■ Dataset items
______________________________
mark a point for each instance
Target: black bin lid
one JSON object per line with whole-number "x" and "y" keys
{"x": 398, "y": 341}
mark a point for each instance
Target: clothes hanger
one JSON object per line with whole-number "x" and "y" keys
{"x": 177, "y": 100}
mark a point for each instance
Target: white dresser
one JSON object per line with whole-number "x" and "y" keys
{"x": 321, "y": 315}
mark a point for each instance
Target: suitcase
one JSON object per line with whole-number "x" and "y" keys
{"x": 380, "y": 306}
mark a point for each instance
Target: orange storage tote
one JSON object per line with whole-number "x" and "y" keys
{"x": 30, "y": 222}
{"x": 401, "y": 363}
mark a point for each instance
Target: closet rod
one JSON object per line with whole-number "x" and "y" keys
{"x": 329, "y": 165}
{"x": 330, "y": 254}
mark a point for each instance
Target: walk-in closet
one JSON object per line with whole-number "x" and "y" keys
______________________________
■ What you should do
Reproduce verbatim the stretch of lines beginning with the one containing "Target: suitcase" and ending at the close of the entries above.

■ Task result
Target: suitcase
one JSON object per line with whole-number "x" and "y" keys
{"x": 380, "y": 306}
mark a point for each instance
Target: orange storage tote
one JSON object per line with whole-number "x" and "y" keys
{"x": 30, "y": 222}
{"x": 401, "y": 363}
mark a point for each instance
Target: closet rod
one JSON object per line with whole-number "x" and "y" keys
{"x": 329, "y": 165}
{"x": 330, "y": 254}
mark a point for each instance
Target: walk-in closet
one JSON object per line with whole-number "x" and "y" keys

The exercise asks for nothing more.